__Task__:
Count the lines below that contain the word "leaf", and reply with that number alone.

__Material for this task__:
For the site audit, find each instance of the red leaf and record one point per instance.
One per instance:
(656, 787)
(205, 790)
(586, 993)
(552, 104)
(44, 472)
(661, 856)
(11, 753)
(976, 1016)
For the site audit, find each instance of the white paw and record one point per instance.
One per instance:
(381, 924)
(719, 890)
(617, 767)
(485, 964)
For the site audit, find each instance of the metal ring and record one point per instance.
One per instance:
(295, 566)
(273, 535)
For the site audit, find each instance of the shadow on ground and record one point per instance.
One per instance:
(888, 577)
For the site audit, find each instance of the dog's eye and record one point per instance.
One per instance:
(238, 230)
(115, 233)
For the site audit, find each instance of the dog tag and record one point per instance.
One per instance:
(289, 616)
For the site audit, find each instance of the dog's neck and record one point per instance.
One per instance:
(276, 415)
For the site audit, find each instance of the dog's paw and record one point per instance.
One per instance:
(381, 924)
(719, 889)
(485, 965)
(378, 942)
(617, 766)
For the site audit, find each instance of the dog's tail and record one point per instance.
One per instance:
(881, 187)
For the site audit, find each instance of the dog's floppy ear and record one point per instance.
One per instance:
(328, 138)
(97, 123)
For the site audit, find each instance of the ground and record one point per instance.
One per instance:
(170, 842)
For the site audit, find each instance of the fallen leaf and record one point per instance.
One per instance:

---

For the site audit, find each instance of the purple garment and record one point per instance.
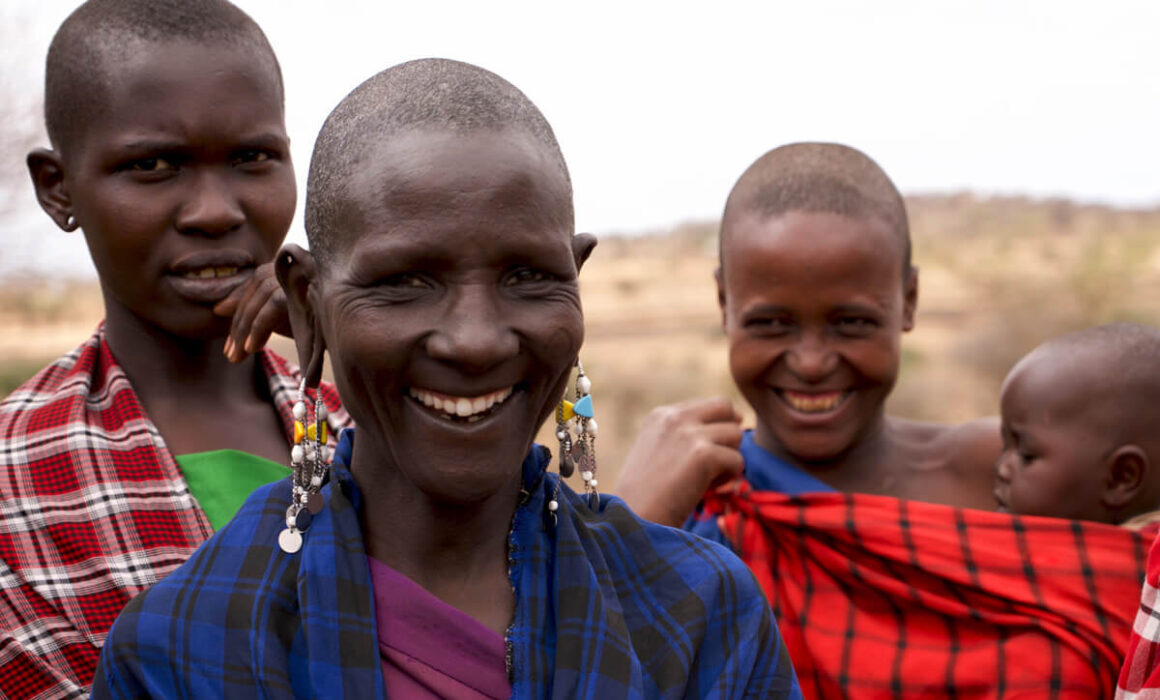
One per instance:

* * *

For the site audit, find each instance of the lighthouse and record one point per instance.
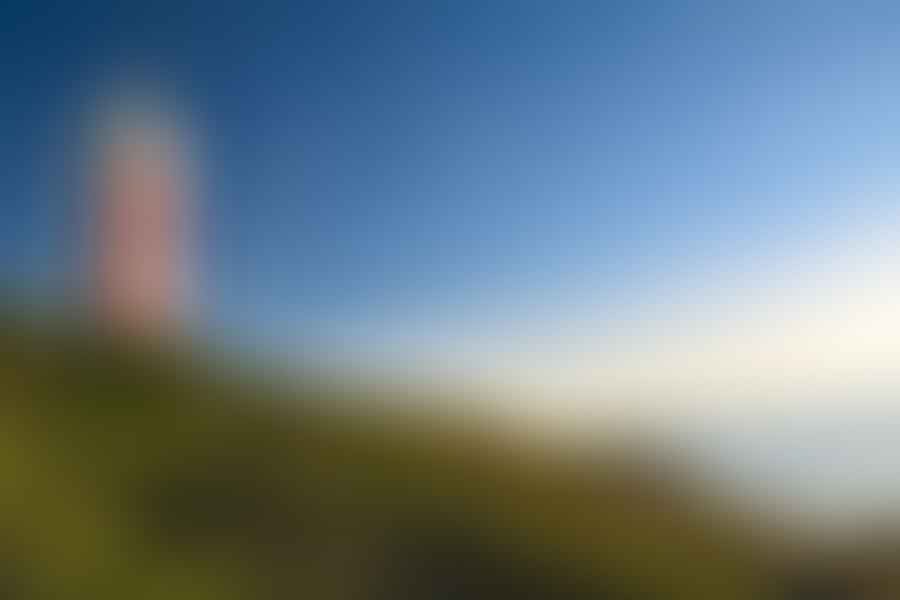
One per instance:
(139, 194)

__Response to this exercise__:
2